WRITTEN TASK - From the line containing "Target: roof rail" to the end of the data, retype every line exactly and nothing else. Drop the pictures.

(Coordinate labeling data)
>> Begin

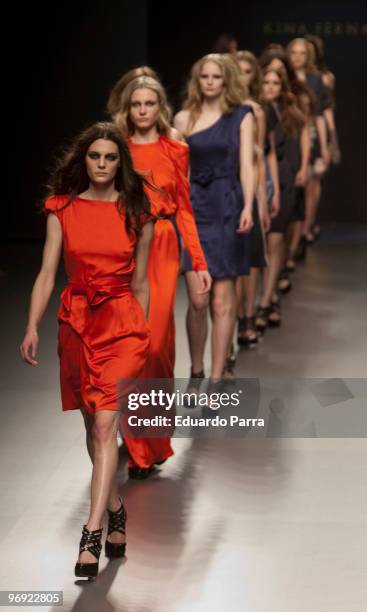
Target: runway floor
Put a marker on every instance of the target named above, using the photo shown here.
(242, 525)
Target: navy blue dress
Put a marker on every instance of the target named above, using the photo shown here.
(217, 196)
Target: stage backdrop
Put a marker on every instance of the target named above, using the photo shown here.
(190, 34)
(66, 62)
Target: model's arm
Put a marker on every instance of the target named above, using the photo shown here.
(273, 165)
(247, 171)
(305, 144)
(139, 282)
(322, 134)
(180, 121)
(261, 189)
(42, 288)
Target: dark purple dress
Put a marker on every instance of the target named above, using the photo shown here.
(217, 196)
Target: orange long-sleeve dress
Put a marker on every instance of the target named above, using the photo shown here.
(103, 333)
(165, 163)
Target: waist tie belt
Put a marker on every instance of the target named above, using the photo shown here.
(207, 174)
(96, 291)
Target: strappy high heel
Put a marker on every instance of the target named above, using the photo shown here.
(261, 318)
(284, 283)
(90, 542)
(116, 522)
(247, 324)
(229, 365)
(193, 386)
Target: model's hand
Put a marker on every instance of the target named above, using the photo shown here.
(29, 347)
(205, 281)
(325, 154)
(301, 178)
(246, 222)
(275, 205)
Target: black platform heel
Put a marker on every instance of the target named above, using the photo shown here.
(274, 309)
(246, 324)
(193, 386)
(284, 283)
(116, 522)
(261, 318)
(91, 542)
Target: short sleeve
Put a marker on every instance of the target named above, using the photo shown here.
(55, 205)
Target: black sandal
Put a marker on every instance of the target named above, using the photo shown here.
(246, 324)
(229, 366)
(274, 308)
(116, 522)
(91, 542)
(193, 386)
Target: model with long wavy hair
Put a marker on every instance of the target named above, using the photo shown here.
(114, 99)
(98, 212)
(300, 56)
(288, 144)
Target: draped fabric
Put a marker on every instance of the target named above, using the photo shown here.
(103, 334)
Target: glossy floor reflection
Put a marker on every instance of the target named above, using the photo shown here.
(239, 525)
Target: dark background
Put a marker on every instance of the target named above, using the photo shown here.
(62, 65)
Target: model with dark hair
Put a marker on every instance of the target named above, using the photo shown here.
(300, 56)
(288, 142)
(98, 212)
(114, 99)
(246, 285)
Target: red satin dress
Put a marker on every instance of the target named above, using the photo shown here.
(165, 163)
(103, 333)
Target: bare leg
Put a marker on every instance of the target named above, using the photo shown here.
(223, 312)
(196, 321)
(295, 237)
(102, 445)
(241, 296)
(276, 246)
(113, 501)
(250, 284)
(313, 194)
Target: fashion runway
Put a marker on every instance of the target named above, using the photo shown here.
(261, 525)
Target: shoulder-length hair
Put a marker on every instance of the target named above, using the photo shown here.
(122, 118)
(230, 97)
(254, 86)
(70, 176)
(310, 65)
(298, 88)
(114, 100)
(292, 118)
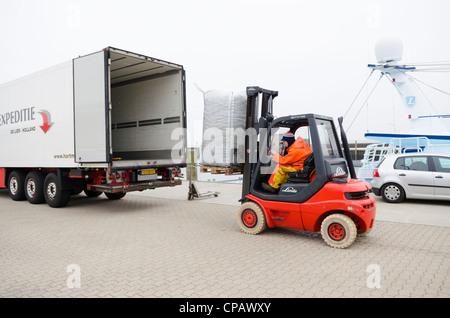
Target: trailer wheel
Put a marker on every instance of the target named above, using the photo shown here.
(115, 196)
(16, 183)
(54, 195)
(34, 187)
(251, 218)
(338, 230)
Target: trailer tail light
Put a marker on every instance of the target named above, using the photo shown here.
(376, 174)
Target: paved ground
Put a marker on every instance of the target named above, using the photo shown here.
(158, 244)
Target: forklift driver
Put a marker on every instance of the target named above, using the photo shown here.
(295, 154)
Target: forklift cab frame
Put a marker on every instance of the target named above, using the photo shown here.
(331, 162)
(334, 202)
(328, 157)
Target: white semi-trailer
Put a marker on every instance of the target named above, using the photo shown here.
(109, 122)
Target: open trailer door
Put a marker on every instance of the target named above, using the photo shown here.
(91, 108)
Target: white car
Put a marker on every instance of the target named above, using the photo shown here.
(412, 176)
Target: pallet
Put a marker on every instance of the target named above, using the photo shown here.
(228, 171)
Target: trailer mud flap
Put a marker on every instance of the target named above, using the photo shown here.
(2, 178)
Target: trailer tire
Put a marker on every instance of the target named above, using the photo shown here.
(338, 230)
(251, 218)
(16, 183)
(54, 195)
(115, 196)
(34, 187)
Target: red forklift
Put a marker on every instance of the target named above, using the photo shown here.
(325, 196)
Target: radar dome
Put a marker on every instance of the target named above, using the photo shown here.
(389, 50)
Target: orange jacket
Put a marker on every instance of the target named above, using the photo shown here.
(297, 153)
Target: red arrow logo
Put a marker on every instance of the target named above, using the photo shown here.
(47, 121)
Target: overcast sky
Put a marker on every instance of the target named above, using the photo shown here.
(315, 53)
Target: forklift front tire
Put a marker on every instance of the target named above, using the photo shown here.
(251, 218)
(338, 230)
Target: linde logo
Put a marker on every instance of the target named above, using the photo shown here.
(289, 190)
(26, 115)
(339, 172)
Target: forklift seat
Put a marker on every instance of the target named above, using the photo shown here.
(303, 176)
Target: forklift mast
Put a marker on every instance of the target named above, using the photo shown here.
(256, 122)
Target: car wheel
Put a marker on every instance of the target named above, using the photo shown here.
(392, 193)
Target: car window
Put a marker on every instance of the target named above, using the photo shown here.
(412, 163)
(442, 164)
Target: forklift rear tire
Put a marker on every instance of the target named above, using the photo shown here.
(251, 218)
(338, 230)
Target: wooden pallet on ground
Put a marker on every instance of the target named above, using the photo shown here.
(228, 171)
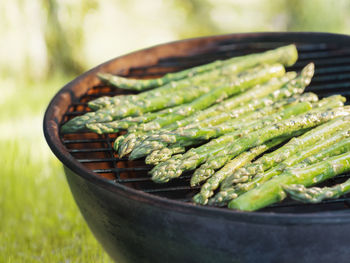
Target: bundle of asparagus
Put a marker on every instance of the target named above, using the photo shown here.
(231, 112)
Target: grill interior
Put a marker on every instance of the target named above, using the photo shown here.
(95, 151)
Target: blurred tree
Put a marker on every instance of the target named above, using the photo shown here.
(313, 15)
(64, 34)
(197, 19)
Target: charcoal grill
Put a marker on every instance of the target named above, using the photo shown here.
(137, 220)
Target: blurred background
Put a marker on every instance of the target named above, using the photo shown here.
(46, 43)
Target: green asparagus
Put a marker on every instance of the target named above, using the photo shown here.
(242, 82)
(207, 190)
(295, 160)
(286, 55)
(259, 74)
(128, 123)
(194, 157)
(218, 113)
(208, 168)
(245, 80)
(269, 160)
(272, 191)
(317, 194)
(191, 136)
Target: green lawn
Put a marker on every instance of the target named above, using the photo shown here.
(39, 221)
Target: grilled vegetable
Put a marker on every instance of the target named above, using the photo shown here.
(207, 190)
(233, 192)
(286, 55)
(190, 160)
(269, 160)
(207, 129)
(208, 168)
(272, 191)
(317, 194)
(238, 84)
(216, 114)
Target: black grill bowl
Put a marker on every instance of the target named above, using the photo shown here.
(137, 222)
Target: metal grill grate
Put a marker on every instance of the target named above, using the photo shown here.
(95, 151)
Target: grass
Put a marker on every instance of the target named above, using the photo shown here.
(39, 221)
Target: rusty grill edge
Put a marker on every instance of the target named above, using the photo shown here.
(94, 151)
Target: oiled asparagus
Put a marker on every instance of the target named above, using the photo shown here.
(286, 55)
(242, 82)
(154, 103)
(316, 152)
(208, 168)
(272, 190)
(128, 123)
(317, 194)
(194, 157)
(269, 160)
(218, 113)
(207, 190)
(208, 129)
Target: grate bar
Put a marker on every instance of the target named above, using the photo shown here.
(89, 150)
(332, 75)
(169, 189)
(66, 141)
(127, 169)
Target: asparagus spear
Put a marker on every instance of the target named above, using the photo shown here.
(194, 157)
(292, 160)
(269, 160)
(286, 55)
(241, 83)
(164, 154)
(127, 123)
(317, 194)
(214, 113)
(161, 153)
(204, 130)
(232, 192)
(272, 191)
(207, 169)
(154, 103)
(245, 80)
(213, 182)
(336, 149)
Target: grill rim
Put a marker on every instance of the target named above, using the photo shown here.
(77, 87)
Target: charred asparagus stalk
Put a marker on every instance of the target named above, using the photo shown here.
(272, 190)
(324, 147)
(215, 114)
(317, 194)
(242, 82)
(194, 157)
(207, 129)
(269, 160)
(221, 88)
(213, 182)
(207, 169)
(286, 55)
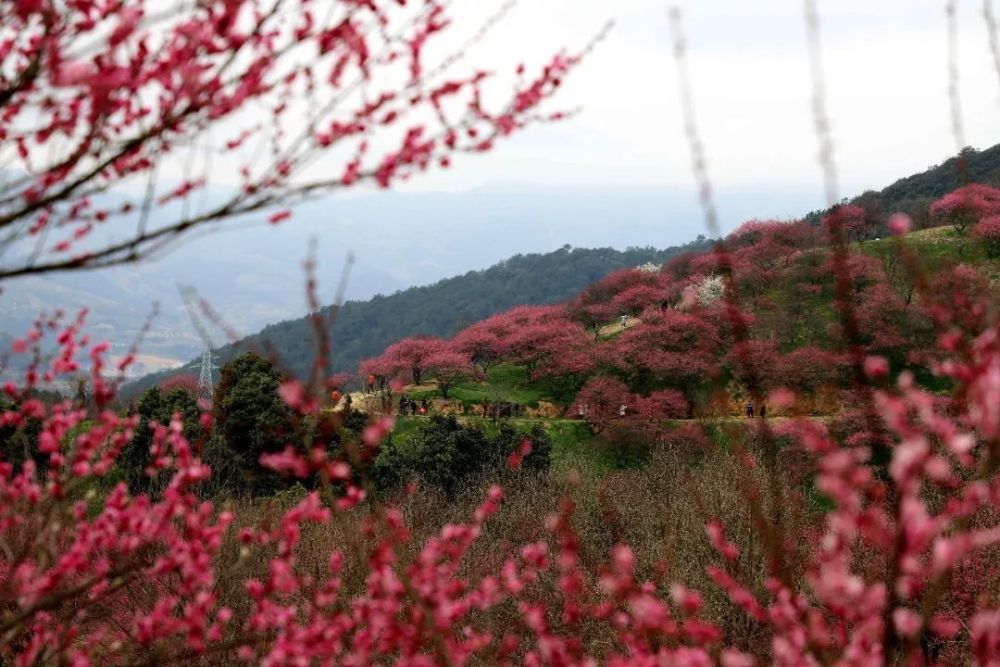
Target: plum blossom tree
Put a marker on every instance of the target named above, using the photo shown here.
(378, 368)
(599, 402)
(987, 231)
(593, 309)
(659, 405)
(97, 100)
(409, 356)
(966, 205)
(448, 367)
(482, 342)
(671, 349)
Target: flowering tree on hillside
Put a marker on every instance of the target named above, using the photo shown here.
(409, 357)
(593, 309)
(482, 342)
(599, 402)
(674, 349)
(378, 369)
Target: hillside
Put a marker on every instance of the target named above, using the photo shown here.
(679, 360)
(913, 194)
(365, 328)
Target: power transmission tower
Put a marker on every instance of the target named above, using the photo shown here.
(206, 386)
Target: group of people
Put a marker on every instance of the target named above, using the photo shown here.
(409, 406)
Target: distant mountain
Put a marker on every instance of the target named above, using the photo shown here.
(365, 328)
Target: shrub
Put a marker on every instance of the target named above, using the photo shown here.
(987, 231)
(447, 454)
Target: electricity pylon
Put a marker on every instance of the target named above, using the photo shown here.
(206, 386)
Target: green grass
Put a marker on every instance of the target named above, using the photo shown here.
(940, 247)
(503, 383)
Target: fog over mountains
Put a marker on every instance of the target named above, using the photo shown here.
(252, 274)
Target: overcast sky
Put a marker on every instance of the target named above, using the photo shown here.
(885, 63)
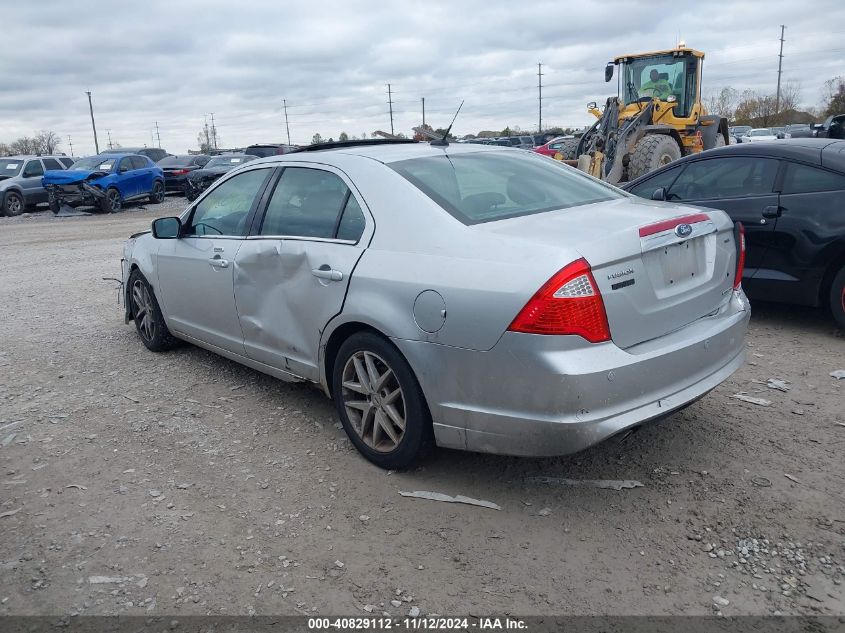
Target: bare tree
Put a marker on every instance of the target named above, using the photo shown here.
(47, 142)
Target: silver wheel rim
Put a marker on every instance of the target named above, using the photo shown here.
(374, 402)
(142, 303)
(13, 204)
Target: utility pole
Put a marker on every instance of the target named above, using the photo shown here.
(287, 125)
(540, 97)
(390, 102)
(93, 126)
(780, 66)
(213, 132)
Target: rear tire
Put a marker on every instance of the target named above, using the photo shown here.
(13, 204)
(652, 152)
(837, 298)
(149, 322)
(380, 403)
(111, 202)
(157, 195)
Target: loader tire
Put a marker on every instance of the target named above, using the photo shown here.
(652, 152)
(568, 149)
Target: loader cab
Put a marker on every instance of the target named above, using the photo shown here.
(671, 76)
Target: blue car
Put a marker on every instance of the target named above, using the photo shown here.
(105, 182)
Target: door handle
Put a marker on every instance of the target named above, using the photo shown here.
(324, 272)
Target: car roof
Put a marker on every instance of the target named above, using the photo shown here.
(387, 152)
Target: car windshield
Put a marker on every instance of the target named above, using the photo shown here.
(9, 167)
(95, 163)
(225, 161)
(173, 161)
(486, 186)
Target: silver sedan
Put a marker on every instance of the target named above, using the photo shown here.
(478, 298)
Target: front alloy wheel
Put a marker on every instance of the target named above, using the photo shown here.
(374, 401)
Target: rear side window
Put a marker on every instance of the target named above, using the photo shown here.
(305, 203)
(33, 168)
(800, 178)
(495, 185)
(730, 177)
(662, 180)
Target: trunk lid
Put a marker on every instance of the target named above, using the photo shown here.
(654, 277)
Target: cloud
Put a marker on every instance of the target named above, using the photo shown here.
(331, 60)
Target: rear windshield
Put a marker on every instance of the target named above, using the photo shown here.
(175, 161)
(487, 186)
(9, 167)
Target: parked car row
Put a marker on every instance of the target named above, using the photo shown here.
(790, 197)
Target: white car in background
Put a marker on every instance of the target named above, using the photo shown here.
(758, 134)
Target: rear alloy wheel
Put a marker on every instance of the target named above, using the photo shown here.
(111, 202)
(652, 152)
(837, 298)
(13, 204)
(149, 322)
(380, 403)
(157, 195)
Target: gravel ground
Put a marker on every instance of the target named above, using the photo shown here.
(183, 483)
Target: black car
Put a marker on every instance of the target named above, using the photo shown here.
(177, 168)
(155, 154)
(200, 179)
(263, 150)
(789, 196)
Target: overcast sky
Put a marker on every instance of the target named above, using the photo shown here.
(174, 62)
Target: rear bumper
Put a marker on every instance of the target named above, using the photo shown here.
(542, 396)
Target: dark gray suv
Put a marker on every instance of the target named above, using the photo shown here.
(20, 180)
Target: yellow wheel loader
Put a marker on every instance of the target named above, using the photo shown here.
(656, 117)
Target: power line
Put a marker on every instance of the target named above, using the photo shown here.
(780, 65)
(540, 97)
(93, 126)
(390, 102)
(287, 126)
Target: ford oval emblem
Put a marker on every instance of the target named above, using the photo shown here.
(683, 230)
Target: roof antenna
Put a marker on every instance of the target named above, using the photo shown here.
(443, 142)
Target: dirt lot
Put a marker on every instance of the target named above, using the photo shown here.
(183, 483)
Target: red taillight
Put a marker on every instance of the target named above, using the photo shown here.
(568, 303)
(739, 237)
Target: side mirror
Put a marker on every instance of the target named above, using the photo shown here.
(167, 228)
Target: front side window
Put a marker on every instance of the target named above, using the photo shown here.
(805, 179)
(663, 180)
(33, 168)
(305, 203)
(224, 211)
(730, 177)
(486, 186)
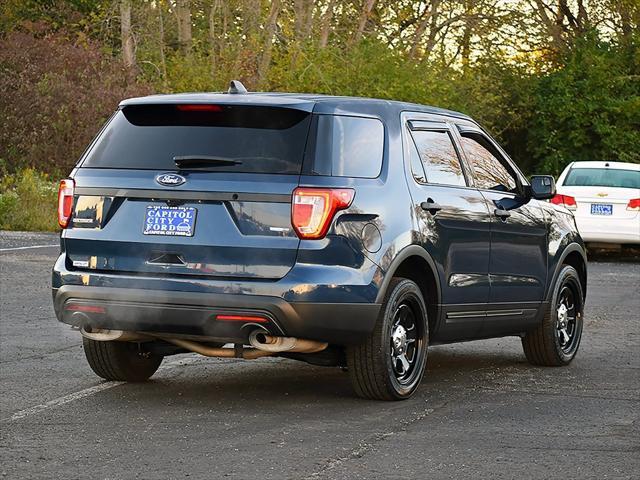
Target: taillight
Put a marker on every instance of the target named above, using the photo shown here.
(313, 209)
(566, 200)
(65, 201)
(241, 318)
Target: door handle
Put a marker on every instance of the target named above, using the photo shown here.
(431, 206)
(502, 214)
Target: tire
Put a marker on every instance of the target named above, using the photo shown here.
(375, 367)
(122, 361)
(556, 340)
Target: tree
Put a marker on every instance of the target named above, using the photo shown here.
(183, 16)
(126, 36)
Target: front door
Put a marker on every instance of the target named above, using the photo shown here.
(455, 226)
(518, 260)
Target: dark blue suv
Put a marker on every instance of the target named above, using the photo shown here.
(339, 231)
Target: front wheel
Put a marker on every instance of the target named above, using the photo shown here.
(556, 340)
(390, 363)
(122, 361)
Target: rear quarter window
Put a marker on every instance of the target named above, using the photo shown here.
(347, 146)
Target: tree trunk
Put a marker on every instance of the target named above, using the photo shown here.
(325, 27)
(126, 37)
(213, 43)
(428, 20)
(270, 31)
(469, 25)
(362, 21)
(163, 60)
(183, 14)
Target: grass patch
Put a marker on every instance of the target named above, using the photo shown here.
(28, 202)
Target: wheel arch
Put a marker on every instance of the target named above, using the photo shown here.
(574, 256)
(414, 263)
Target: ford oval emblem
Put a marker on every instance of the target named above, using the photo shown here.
(170, 179)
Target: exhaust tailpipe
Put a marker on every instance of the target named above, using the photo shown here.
(247, 354)
(268, 343)
(104, 335)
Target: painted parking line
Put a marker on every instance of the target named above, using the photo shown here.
(26, 248)
(87, 392)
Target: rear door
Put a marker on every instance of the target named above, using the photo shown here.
(455, 225)
(518, 263)
(223, 210)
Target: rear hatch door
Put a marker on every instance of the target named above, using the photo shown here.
(190, 189)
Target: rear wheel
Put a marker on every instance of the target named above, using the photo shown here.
(122, 361)
(556, 340)
(390, 363)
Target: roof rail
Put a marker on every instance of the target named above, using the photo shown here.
(235, 86)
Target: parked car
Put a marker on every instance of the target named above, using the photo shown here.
(605, 200)
(339, 231)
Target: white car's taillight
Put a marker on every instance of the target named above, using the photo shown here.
(634, 204)
(566, 200)
(313, 209)
(65, 201)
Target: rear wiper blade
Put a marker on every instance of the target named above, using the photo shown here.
(203, 161)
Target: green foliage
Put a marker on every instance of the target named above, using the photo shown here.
(590, 108)
(28, 202)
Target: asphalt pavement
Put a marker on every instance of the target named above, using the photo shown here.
(481, 412)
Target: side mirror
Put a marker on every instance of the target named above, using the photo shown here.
(543, 187)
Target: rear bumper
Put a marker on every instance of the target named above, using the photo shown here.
(196, 314)
(609, 230)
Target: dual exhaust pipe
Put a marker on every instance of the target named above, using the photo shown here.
(263, 344)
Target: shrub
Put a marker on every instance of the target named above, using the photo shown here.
(55, 96)
(28, 201)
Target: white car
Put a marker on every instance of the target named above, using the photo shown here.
(604, 198)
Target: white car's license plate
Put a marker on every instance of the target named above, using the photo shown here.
(601, 209)
(164, 220)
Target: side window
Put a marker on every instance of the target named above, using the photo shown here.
(439, 157)
(489, 173)
(417, 169)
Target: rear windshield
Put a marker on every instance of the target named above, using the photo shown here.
(255, 139)
(603, 177)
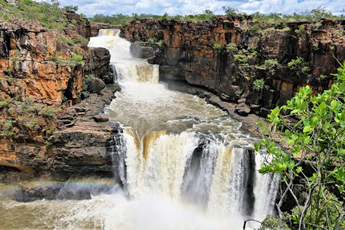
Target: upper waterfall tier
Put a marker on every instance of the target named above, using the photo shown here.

>> End

FULL ANSWER -
Target: roof rail
Put a marker on every instance of the target named above, using the photo shown here.
(235, 86)
Target: parked car
Put a marker on every instance of the target named above, using the photo shown here.
(605, 200)
(339, 231)
Target: white car's taillight
Put a marker on every instance of the target named above, using the photo shown here.
(634, 204)
(566, 200)
(313, 209)
(65, 201)
Target: rear wiper blade
Put a marker on every instance of the target named above, using the photo shown here.
(203, 161)
Target: green foliage
Put a marker on every instance of the target named above, using the photo shown here.
(590, 108)
(28, 202)
Target: asphalt pavement
Put a marker on every instance of the target named above, using the photo shown here.
(481, 412)
Target: side mirror
Put a marker on every instance of the target named above, using the photo shown here.
(543, 187)
Target: rear bumper
Put a marker on every instance of the target named above, using the photo shown here.
(196, 314)
(609, 230)
Target: dual exhaust pipe
Put a marker on every instance of the target named above, using the photo shown here.
(263, 344)
Target: shrub
Put a marker on every instance of the target named above, using the photo shown here.
(55, 96)
(28, 201)
Target: white car
Put a marker on every instance of the target named above, using the photo shown here.
(604, 198)
Target: white car's license plate
Put a marker on every instance of the target named above, using the photo shown here.
(601, 209)
(164, 220)
Target: side window
Put a marker on every instance of the target named above, using the photo shown here.
(439, 157)
(489, 173)
(417, 169)
Target: rear windshield
Put a marker on every instance of the target named above, using the photo shown here.
(255, 139)
(603, 177)
Target: upper waterfall tier
Put a marker on every instance of the target named above, using the photo shown here.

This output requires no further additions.